Image point grounding data:
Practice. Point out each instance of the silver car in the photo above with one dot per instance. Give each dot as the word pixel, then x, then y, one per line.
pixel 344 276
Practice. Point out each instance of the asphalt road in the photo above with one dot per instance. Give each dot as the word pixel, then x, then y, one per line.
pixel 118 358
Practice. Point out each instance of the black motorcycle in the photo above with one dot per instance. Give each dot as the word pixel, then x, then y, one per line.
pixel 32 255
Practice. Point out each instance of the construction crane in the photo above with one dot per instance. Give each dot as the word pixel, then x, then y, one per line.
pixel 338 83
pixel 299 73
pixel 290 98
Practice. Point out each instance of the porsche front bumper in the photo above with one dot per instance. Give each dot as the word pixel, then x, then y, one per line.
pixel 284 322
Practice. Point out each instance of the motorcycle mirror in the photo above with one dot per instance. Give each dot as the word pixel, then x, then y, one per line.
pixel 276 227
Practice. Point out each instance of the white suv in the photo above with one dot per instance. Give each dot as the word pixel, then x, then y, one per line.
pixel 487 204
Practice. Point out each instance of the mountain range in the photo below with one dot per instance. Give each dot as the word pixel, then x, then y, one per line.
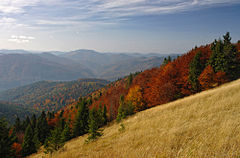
pixel 20 67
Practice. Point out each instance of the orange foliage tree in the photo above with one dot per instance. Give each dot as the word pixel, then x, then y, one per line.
pixel 206 78
pixel 135 98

*Problem*:
Print, please, exactly the lines from the one holding "Practice. Point out each instance of the black" through the final line of the data, both included, while leaving out each picture.

*Task response*:
Practice. Point out each instance of the black motorcycle in the photo above with one dot per instance. Give each dot as the word pixel, then x, then y, one per line.
pixel 32 255
Practice. Point out each instance of the construction crane in the photo above with one dot per instance. Give each dot as the word pixel, then x, then y, one per line.
pixel 338 83
pixel 299 73
pixel 290 98
Practice. Point out each instance of the porsche front bumper in the photo above with one dot per instance. Give each dot as the word pixel, then x, then y, one per line.
pixel 284 322
Practice. Point out each instance of the motorcycle mirror in the photo above with one dot per instance. Give each dot as the word pixel, then x, then y, one per line.
pixel 276 227
Practice. Point out each instance of the white suv in the photo above with one dot per instance. Give each dot as the word pixel, then x, then y, one per line.
pixel 487 204
Practice. Point out each instance of the mountain range in the photo below with one dot per instance. Give each dot as the word pixel, then x, then y, one per line.
pixel 20 67
Practice. Point out each instance of the orange foliage tree in the photo above with one dot per instance. Give each dot as the word pixel, then x, then y, one per line.
pixel 206 78
pixel 135 98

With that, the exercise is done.